**Task instructions**
Put the lines below into a JSON list of strings, with one string for each line. Leave out any blank lines.

**Entries supplied**
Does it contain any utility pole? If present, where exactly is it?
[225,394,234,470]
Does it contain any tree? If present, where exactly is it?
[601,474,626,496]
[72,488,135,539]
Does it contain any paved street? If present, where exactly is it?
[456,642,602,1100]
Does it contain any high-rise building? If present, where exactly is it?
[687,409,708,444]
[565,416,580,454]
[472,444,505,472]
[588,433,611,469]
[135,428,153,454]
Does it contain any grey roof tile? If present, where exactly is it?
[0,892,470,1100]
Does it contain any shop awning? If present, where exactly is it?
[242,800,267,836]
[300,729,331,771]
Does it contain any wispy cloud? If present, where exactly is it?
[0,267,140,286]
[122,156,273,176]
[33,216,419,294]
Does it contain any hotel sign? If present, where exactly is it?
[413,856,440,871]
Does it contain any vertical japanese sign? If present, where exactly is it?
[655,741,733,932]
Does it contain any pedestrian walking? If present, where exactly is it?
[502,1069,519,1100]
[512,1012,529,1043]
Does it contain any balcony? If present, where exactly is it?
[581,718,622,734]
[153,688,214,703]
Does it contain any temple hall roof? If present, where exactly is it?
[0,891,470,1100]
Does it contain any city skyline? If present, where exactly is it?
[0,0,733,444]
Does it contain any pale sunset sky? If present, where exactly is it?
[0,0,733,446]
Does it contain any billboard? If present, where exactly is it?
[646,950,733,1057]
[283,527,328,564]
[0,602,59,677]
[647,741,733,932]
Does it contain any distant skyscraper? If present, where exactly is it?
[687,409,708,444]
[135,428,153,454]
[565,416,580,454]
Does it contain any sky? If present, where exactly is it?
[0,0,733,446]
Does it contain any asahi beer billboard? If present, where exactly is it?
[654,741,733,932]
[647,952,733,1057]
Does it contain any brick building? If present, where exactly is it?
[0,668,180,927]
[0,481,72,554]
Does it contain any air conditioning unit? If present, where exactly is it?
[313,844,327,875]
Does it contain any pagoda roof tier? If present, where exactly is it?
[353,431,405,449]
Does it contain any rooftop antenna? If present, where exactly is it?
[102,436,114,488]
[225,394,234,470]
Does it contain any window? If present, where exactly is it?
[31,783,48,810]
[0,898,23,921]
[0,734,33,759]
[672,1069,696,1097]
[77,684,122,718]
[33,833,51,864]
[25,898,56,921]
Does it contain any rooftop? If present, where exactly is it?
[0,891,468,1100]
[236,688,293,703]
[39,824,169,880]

**Answer for the task**
[
  "Does it contain any utility pole? If present, where exactly is it?",
  "[225,394,234,470]",
  "Does it contain any tree? If present, where exactly is it?",
  "[601,474,626,496]",
  "[72,488,135,539]",
  "Does it contain any paved street? If present, where exactly is it?",
  "[456,642,602,1100]",
  "Does it contain any high-rise building? If present, where exactly is it?",
  "[687,409,708,444]",
  "[565,416,580,454]",
  "[472,444,505,472]",
  "[588,433,611,469]",
  "[135,428,153,454]",
  "Does it contain any grey roof tile? If present, where exactly is it?",
  "[0,892,470,1100]",
  "Does it contain any shop awning? If present, where exactly is it?",
  "[242,800,267,836]",
  "[300,729,331,771]",
  "Does it contain any wispy cloud? If present, where exactly is it?",
  "[0,267,140,286]",
  "[122,156,273,176]",
  "[33,216,419,294]",
  "Does it contain any hotel sign? If present, where exactly is it?",
  "[413,856,440,871]",
  "Does it contain any vertical japanese sign? If present, where exactly is it?",
  "[655,741,733,932]",
  "Does it contain any pedestrian walking? If present, where exactly is it?",
  "[502,1069,519,1100]",
  "[512,1012,529,1043]",
  "Does it contain any balcony? If present, where exactly is it?",
  "[581,718,622,734]",
  "[153,688,214,703]",
  "Does it contain any temple hall roof? If present, where exactly is it?",
  "[0,891,470,1100]",
  "Does it contain any city skyline? If present, where exactly is it?",
  "[0,0,733,444]",
  "Does it contain any pale sunset sky? If present, where exactly is it?",
  "[0,0,733,446]",
  "Does it contain any billboard? If present, where exactly is it?",
  "[646,950,733,1057]",
  "[283,527,328,564]",
  "[0,602,59,677]",
  "[647,741,733,932]",
  "Does it contain any distant skyscraper? If present, where exactly is it?",
  "[687,409,708,444]",
  "[135,428,153,454]",
  "[565,416,580,454]",
  "Does it contain any sky? If present, where exactly is it?",
  "[0,0,733,446]",
  "Does it contain any asahi beer billboard? If present, where exactly is it?",
  "[654,741,733,932]",
  "[647,952,733,1057]",
  "Does it contain any brick building? If present, where exactly is it?",
  "[0,668,180,927]",
  "[0,481,72,554]",
  "Does it contain any air conditioning unit? If present, where exactly is it?",
  "[313,844,327,875]",
  "Does it contain any pagoda roof tier? If present, where exactly is it?",
  "[353,431,405,449]",
  "Does it contain any rooftop antenna? If present, where exactly is it?",
  "[102,436,114,488]",
  "[225,394,234,470]",
  "Does it contain any window? If present, where exactly is it?",
  "[31,783,48,810]",
  "[0,898,23,921]",
  "[0,734,33,759]",
  "[672,1069,696,1097]",
  "[77,684,122,718]",
  "[33,833,51,864]",
  "[25,898,56,921]",
  "Does it contain any rooftop? If present, where exactly is it?",
  "[0,891,468,1100]",
  "[236,688,293,703]",
  "[39,824,169,880]"
]